---- EXTRACTED TEXT

Heat and light upgrades save Oxford hospitals £7.5k a day

OUH’s Radcliffe Hospital

The first month’s figures for Oxford University Hospitals NHS Foundation Trust Energy Project show savings of almost a quarter of a million pounds.

The energy bill at two hospitals within the Trust has been cut almost in half via a new shared energy centre.

The centre uses a combined heat and power (CHP) engine and new combi boilers. The hospitals, which are linked to the centre via 2.2km of heating pipes and high voltage cables, also replaced 6,407 light fittings.

In October 2016, the monthly energy bill for the Trust’s Radcliffe and Churchill Hospitals (excluding PFI estates) was £484,175.03. A year on, the same bill was £252,832.27, representing a saving of £231,343.03, or £7,462 every day.

The new infrastructure will also cut the Trust’s CO₂ output by 10,000 tonnes per year (the equivalent of 4,000 homes’ CO₂ emissions) and guarantees to save the Trust £461,746 (net) a year on its energy bills for 25 years.

The £14.8m project was carried out by Vital Energi. Speaking at the energy centre’s official opening last week, project development director Ashley Malin thanked local residents for putting up with the disruption of laying the 2.2.km energy link, and welcomed their feedback.

--------
---- MATERIAL PROVIDED

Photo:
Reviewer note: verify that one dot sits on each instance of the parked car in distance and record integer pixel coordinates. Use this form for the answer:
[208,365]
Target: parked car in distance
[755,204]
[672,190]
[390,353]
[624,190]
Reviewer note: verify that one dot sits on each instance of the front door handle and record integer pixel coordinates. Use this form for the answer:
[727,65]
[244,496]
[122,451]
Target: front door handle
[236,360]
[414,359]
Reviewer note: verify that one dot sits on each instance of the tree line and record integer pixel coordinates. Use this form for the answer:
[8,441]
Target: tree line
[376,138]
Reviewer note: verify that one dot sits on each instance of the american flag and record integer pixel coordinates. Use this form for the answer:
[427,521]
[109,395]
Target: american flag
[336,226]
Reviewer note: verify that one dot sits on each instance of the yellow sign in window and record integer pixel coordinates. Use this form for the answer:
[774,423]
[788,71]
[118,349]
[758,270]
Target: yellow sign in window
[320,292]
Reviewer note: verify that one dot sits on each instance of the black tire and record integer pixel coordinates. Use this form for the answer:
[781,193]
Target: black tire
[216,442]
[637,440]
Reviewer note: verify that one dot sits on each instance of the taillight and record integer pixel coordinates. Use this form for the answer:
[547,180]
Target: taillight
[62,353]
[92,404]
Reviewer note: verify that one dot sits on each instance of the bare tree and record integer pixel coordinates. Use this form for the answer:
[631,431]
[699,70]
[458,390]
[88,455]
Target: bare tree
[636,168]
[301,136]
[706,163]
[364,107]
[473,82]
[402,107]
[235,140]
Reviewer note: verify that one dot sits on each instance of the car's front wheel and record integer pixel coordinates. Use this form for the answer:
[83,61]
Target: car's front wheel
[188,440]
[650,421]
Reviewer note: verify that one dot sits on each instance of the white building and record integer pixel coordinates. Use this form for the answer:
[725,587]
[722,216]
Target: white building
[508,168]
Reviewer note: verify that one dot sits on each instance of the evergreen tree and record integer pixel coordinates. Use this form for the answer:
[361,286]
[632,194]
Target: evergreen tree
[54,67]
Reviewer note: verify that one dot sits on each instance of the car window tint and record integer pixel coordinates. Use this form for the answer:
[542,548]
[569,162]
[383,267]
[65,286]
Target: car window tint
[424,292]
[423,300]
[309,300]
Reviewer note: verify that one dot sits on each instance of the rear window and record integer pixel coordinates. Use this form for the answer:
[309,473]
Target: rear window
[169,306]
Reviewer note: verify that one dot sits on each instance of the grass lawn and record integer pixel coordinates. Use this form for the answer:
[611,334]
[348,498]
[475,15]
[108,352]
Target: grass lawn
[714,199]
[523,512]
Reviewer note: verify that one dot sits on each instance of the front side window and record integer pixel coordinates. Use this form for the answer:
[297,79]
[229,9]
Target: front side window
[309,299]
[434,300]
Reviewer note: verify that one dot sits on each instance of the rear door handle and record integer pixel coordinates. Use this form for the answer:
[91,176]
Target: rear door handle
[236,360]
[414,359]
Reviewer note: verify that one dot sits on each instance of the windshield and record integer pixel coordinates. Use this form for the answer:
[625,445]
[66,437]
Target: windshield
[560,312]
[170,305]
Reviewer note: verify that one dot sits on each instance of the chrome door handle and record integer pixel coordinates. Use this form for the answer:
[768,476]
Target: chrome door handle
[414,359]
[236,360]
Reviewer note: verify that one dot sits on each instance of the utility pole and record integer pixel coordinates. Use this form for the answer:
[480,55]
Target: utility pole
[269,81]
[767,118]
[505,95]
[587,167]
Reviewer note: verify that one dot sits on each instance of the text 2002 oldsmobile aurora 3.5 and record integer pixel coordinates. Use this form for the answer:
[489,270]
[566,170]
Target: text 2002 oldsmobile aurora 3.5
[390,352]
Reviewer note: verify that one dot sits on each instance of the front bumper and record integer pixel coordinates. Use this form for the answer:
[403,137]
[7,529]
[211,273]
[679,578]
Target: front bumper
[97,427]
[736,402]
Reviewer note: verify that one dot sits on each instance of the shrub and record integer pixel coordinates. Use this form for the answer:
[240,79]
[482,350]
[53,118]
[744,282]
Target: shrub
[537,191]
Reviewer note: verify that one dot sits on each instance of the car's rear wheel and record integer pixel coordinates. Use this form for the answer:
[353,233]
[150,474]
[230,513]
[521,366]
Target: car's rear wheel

--------

_ABOUT THIS EXERCISE_
According to the article on the Oxford hospitals' energy upgrades, how many light fittings did the hospitals replace?

_TASK OUTPUT_
6,407